#### Information provided

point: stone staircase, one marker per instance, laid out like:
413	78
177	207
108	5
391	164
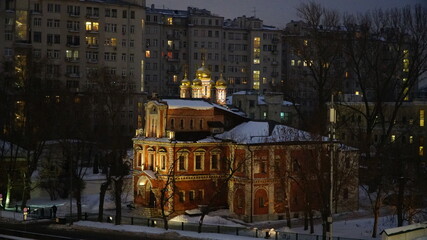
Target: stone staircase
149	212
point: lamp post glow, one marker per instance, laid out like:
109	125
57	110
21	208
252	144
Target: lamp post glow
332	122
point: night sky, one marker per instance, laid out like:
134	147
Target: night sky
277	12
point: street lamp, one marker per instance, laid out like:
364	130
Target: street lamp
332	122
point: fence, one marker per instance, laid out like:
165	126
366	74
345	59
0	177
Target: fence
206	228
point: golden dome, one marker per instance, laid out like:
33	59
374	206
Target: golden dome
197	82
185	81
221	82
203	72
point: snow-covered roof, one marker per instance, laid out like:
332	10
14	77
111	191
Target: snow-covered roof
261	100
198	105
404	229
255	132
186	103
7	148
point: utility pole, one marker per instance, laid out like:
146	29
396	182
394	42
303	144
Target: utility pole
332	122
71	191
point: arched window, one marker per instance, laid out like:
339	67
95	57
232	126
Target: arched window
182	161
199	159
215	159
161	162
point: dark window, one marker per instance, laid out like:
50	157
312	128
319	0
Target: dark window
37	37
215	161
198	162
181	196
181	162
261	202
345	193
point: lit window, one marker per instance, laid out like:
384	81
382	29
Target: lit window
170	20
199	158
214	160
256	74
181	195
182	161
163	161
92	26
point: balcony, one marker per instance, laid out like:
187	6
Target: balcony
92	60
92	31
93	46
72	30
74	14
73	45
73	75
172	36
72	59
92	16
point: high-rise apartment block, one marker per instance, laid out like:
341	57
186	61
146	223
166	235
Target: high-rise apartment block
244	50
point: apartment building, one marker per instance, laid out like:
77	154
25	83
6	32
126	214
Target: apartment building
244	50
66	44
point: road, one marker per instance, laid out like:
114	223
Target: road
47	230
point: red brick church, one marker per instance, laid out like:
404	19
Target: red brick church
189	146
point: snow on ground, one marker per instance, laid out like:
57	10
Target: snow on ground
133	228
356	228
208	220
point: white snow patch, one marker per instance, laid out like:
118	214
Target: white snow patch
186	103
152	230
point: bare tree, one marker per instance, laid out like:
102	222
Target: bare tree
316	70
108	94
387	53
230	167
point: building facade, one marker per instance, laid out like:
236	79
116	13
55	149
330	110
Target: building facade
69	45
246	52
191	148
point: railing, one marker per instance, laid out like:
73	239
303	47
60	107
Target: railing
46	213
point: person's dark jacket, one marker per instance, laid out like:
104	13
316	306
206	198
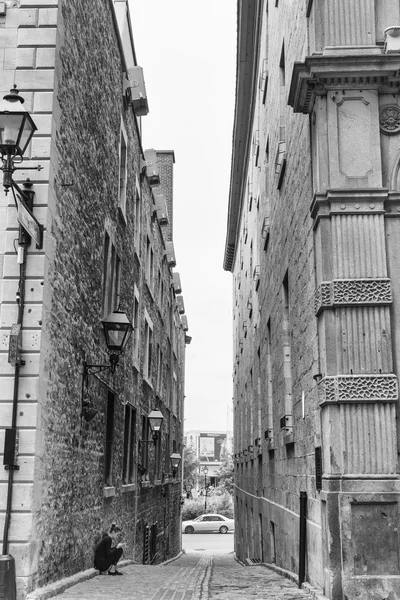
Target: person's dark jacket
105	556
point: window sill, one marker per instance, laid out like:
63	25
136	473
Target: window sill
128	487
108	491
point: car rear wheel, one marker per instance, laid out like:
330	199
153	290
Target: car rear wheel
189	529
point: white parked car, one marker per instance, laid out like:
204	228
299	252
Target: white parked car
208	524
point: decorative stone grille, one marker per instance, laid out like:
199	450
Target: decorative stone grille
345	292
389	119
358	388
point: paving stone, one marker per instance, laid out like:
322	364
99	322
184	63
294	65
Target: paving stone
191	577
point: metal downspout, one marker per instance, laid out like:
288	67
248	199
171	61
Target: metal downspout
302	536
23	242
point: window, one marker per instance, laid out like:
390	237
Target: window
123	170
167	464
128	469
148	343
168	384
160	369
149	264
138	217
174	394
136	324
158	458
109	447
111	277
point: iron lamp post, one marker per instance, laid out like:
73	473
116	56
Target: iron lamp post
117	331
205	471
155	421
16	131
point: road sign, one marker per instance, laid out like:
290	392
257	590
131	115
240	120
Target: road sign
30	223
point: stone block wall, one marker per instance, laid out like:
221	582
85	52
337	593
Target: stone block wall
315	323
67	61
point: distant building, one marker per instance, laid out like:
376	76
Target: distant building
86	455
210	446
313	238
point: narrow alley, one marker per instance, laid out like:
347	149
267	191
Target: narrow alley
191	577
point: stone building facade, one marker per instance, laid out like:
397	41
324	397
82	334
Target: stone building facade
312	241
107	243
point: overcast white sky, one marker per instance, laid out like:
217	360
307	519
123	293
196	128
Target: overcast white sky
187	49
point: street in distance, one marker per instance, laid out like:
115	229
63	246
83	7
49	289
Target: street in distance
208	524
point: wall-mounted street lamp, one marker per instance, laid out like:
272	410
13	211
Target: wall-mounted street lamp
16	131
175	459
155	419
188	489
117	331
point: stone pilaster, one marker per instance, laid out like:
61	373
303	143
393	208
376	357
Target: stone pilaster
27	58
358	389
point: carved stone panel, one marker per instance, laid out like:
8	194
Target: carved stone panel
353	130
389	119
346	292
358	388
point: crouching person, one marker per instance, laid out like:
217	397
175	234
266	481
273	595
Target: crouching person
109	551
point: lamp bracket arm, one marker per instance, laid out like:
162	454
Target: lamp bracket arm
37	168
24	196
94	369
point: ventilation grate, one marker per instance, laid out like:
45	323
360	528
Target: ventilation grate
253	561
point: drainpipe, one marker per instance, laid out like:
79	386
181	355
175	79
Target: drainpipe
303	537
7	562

########

> Problem requirements: Recast the part of the data above that opens with the line containing "point: crouching person, one" and runs through the end of the data as a Markdown table with the columns Row and Line, one numbered row per line and blank lines left out.

> Task result:
| Row | Line |
|---|---|
| 1 | point: crouching person, one marker per instance, laid out like: |
| 2 | 217	397 |
| 3 | 175	234 |
| 4 | 266	481 |
| 5 | 273	595 |
| 6 | Target: crouching person |
| 7 | 109	551 |
| 8 | point: lamp bracket arm, one marker per instance, laid out like: |
| 9 | 162	454 |
| 10 | Target: lamp bracket arm |
| 11 | 37	168 |
| 12 | 24	196 |
| 13 | 94	369 |
| 14 | point: ventilation grate, one marker per instance, laid out like: |
| 15 | 45	323 |
| 16 | 360	528 |
| 17 | Target: ventilation grate |
| 18 | 253	561 |
| 19 | point: drainpipe, one marker per instance, laid out like: |
| 20 | 79	386 |
| 21 | 181	355 |
| 22 | 175	79 |
| 23 | Target: drainpipe |
| 24 | 303	537 |
| 25 | 7	562 |